• Work instructions
1. Transcribe the part of the article about Andriette Ward that opens with the words containing "Andriette Ward once" and closes with "to the table.".
2. In the article about Andriette Ward, condense the paragraph beginning "The patient in the waiting room" into a short bulleted list that keeps its main facts.

*** Opening of Text section ***

Andriette Ward once topped the scales at 290 pounds. Today she's a physician who educates overweight children about the health risks of obesity, bringing a lifetime battle with her own fears, fantasies, and food appetites to the table.

The patient in the waiting room is 16 years old and weighs 500 pounds. Each morning his mother drives him to Jack in the Box for breakfast. At the vending machine in the hall of the Los Angeles health clinic, she buys him candy to tide him over for the 15-minute wait to see the doctor. Yet he is still hungry. He is always hungry.

If anybody is qualified to help this boy, it's Andriette Ward, MD, a pediatric obesity specialist at Childrens Hospital Los Angeles. She works at two Los Angeles-area clinics in addition to her academic research, which is devoted to unraveling why so many children today are fat, and why so few succeed at losing weight. When she speaks on these issues—the childhood obesity epidemic, the rising rate of type 2 diabetes, why the current medical treatments are about as effective as using a squirt gun to stop a forest fire—it's with all the passion of an Evangelical.

*** Close of Text section ***
*** Opening of Dataset records ***

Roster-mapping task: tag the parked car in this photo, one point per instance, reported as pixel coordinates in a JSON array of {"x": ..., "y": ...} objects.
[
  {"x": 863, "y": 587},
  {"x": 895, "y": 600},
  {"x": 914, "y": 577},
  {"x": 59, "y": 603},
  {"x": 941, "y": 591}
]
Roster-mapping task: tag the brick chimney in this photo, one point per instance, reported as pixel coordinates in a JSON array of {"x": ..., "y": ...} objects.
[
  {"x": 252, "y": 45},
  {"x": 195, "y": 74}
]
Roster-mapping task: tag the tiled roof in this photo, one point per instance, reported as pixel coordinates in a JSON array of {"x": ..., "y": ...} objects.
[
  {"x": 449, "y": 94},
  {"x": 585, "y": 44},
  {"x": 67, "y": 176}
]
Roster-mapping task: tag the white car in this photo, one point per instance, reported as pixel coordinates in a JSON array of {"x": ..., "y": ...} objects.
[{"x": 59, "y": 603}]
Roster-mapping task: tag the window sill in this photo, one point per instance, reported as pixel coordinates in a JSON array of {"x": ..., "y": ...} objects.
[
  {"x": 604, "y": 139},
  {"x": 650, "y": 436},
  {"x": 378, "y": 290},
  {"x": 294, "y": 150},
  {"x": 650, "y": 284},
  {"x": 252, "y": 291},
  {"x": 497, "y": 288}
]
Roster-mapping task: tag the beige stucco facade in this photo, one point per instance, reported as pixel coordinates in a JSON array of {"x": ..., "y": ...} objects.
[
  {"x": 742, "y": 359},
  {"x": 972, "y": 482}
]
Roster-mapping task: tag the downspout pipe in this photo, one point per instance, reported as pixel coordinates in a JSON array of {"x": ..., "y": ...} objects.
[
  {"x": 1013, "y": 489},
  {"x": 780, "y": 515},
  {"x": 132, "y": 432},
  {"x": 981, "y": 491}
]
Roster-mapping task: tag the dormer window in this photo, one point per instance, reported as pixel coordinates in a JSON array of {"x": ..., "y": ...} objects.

*** Close of Dataset records ***

• Solutions to each task
1.
Andriette Ward once topped the scales at 290 pounds. Today she's a physician who educates overweight children about the health risks of obesity, bringing a lifetime battle with her own fears, fantasies, and food appetites to the table.

2.
- A 16-year-old patient who weighs 500 pounds waits at a Los Angeles health clinic.
- Every morning his mother drives him to Jack in the Box for breakfast.
- She buys him candy from the hall vending machine to tide him over for the 15-minute wait to see the doctor.
- He is still hungry, as he always is.